### Work to do:
Please change "outline" to "boundary" throughout the material below and give it back otherwise unchanged. Leave the pictures out.

--- start ---

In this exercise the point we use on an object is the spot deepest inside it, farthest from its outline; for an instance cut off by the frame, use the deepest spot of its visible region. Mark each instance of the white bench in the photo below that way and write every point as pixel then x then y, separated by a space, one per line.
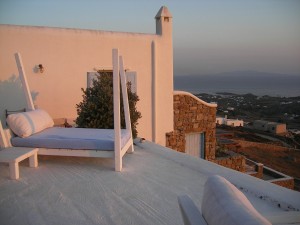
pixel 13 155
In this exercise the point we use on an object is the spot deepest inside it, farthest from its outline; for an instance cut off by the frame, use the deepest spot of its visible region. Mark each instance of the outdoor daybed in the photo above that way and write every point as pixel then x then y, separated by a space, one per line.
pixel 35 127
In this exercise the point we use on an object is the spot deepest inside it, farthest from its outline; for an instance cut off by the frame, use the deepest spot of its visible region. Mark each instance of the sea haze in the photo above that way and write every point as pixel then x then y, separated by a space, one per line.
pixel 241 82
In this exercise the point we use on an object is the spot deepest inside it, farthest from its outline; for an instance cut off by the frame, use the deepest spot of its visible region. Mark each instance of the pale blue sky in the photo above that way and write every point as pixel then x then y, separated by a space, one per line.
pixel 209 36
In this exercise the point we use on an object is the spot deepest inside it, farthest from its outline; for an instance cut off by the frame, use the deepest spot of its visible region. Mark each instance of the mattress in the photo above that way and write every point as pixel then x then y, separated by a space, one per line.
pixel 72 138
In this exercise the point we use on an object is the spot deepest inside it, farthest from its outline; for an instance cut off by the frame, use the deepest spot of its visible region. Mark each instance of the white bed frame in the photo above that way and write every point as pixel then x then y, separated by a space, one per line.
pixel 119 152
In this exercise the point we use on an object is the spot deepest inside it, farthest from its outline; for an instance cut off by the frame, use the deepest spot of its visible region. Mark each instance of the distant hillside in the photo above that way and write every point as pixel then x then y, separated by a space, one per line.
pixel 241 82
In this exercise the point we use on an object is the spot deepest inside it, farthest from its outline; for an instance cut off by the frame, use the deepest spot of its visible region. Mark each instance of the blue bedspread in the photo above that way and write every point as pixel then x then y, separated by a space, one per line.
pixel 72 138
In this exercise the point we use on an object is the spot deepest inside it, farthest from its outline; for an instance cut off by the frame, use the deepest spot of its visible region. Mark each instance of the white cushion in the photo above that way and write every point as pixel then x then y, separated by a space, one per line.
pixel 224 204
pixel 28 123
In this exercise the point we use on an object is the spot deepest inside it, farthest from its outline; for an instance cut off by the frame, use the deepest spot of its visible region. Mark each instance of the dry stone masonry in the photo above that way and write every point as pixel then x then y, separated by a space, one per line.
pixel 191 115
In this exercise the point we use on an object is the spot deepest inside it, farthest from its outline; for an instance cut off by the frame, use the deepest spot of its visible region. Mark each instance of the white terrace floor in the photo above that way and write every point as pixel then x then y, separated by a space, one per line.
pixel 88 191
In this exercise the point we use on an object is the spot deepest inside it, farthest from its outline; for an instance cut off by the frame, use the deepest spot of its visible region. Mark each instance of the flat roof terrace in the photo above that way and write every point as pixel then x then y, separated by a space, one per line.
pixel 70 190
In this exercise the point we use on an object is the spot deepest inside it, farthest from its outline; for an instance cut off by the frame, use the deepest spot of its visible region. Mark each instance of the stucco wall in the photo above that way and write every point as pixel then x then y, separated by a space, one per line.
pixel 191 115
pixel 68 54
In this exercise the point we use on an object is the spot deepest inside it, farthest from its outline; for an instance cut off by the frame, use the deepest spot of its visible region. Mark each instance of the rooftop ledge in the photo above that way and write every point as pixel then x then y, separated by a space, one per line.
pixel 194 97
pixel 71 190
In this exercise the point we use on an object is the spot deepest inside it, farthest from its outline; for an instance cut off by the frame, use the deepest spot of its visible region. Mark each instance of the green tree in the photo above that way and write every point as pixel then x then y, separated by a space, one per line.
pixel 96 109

--- end ---

### The completed task:
In this exercise the point we use on an object is the spot deepest inside it, farthest from its boundary; for an instance cut off by the frame, use the deepest spot of its visible region. Mark each instance of the white bench in the photo below that way and write every point as pixel then x then y, separated by a space, one per line.
pixel 13 155
In this exercise the point we use on an object is the spot deepest inside it, farthest from its boundary; for an instance cut off by the frame, use the deepest spot of its visible region. Mark each instance of the outdoor daybed in the photo above that way and write every point as pixel then x then y, separated by a space, one per line.
pixel 35 127
In this exercise the point we use on an object is the spot deepest inside it, farthest from its boundary; for an instance cut off by the frame, use the deepest spot of its visible region. Mark each instance of the sea haze in the photo above that way and write every point as pixel then x then y, separated by a space, one per line.
pixel 241 82
In this exercise the point we use on an object is the spot deepest inside it, farthest from its boundary; for an instance cut off by the frame, use the deepest spot of its visible region. Mark each instance of the pale blue sky in the photo above that way and write every point as pixel then x then y, separated by a space, one per line.
pixel 209 36
In this exercise the point we use on an object is the spot deepest inside it, farthest from its boundary; for an instance cut off by the frame, use the deepest spot of its visible region. Mark each instance of the mattress in the photo above that way and write every point as pixel then x then y, separated by a space, one per line.
pixel 72 138
In this exercise the point we use on an object is the spot deepest inside it, farthest from its boundary; for an instance cut off by the frame, use the deepest spot of its visible region. Mark each instance of the white bed frame in the photo above that way and write every point as pixel then x then y, separated by a space, one per line.
pixel 119 152
In this exercise the point we use on an object is the spot deepest inside it, farthest from its boundary; for an instance cut off by the frame, use the deepest spot of its visible region. Mark each instance of the distant hillside in the photo above that way and write every point as pixel then x then y, separated by a space, one per line.
pixel 241 82
In this exercise the point we use on an object is the spot deepest inside it, farthest from its boundary; for an instance cut off by the frame, use the deepest spot of its visible region. Mark each instance of the blue bedspread in the photo above that way and write every point as pixel then x then y, separated by a space, one per line.
pixel 72 138
In this exercise the point we use on an object is the spot deepest inside it, farthest from its boundary; for an instance cut off by the frame, use the deepest spot of its visible region. Mark each instance of the white cushion in the photo above that way and write every point as pixel then x then y, separated by a space, one per line.
pixel 224 204
pixel 28 123
In this exercise the point we use on an object is the spot deepest inside it, farthest from its boundary; for an instance cut off by the frame, use the deepest spot of its visible region. Mark each instance of the dry stone masonry in the photo above that way and write every point as pixel then x then y, separated by a space, one per line.
pixel 191 115
In this exercise the point we use on an object is the spot deepest inside it, farthest from its boundary; for an instance cut off by the frame, use the deepest spot of its visible region. Mark each instance of the white terrace floor in the photo above that way and write every point as pixel then x then y, separated by a space, one per line.
pixel 88 191
In this exercise the point we use on an object is the spot deepest inside it, farthest from its boundary; for an instance cut off by the frame, use the deepest spot of its visible region. Mark each instance of the flat roof terrace in the photo above that way and write every point as pixel then x then y, separated by a space, one per line.
pixel 70 190
In this exercise the point we use on an object is the spot deepest inside it, farthest from its boundary; for an instance cut off by the frame, use the deepest spot of its visible region. Mark each instance of the stucco wall in the photo above that way and write every point as pixel then x then y, separated by a space, one per line.
pixel 191 115
pixel 68 54
In this exercise the point we use on an object is the spot deepest inside it, farthest from its boundary; for an instance cut off by the frame, use the deepest spot of its visible region. Mark each instance of the rooftop ledge in the photo above that way and write every point as pixel then x then y, separated by a space, one per line.
pixel 194 97
pixel 71 190
In this exercise the point we use on an object is the spot deepest inside it, farthest from its boundary; for an instance cut off by the frame, use the deepest spot of its visible region. Mark each instance of the green tree in the photo above that way and write every point as pixel then x then y, separated by a space, one per line.
pixel 96 109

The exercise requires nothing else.